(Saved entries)
********************
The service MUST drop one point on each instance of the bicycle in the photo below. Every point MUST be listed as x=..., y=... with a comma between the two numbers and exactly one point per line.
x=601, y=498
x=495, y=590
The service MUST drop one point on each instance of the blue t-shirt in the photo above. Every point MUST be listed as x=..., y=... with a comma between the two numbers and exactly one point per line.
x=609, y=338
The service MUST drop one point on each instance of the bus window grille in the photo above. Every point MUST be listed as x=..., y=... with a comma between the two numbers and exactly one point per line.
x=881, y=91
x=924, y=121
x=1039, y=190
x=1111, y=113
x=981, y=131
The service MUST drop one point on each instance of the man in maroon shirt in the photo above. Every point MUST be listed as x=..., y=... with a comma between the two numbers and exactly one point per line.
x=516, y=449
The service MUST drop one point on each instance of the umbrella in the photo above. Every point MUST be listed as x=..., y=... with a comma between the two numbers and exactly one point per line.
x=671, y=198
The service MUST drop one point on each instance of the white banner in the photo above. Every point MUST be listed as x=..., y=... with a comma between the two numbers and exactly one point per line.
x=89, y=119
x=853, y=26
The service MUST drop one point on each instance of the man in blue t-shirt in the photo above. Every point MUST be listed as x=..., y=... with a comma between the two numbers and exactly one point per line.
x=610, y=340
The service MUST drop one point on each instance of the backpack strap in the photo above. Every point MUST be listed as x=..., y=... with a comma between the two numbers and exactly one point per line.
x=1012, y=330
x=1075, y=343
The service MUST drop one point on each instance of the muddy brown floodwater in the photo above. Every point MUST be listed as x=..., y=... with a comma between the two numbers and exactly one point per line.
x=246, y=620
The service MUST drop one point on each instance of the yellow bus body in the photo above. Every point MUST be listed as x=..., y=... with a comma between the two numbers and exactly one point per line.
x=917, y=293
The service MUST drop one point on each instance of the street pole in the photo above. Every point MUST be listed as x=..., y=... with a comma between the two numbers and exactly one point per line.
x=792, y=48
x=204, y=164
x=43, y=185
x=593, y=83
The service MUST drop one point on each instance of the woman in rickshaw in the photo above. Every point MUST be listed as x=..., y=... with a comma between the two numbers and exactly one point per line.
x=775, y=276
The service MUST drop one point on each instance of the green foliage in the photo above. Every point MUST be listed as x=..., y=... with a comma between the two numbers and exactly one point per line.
********************
What to work on:
Rewrite the lines from the line with "man in blue" up to and including the line with "x=246, y=620", replacing "drop" with "place" and keeping everything else the same.

Answer to this task:
The service MUST place one point on each instance of the man in blue t-shirt in the photo above. Every point MUST be listed as x=..., y=... with a comma between the two numbers and exactly one point per line.
x=610, y=340
The service MUST place one point on each instance of the backpack strap in the photo above. Every point MUST be listed as x=..., y=... with a comma between the two numbers and exactly one point per line.
x=1012, y=330
x=1075, y=343
The service MUST place one point on each instance of the muddy brown floodwater in the photo above. Every point MUST be listed as x=..., y=... with a comma between the two numbers and exactly one point per line.
x=246, y=620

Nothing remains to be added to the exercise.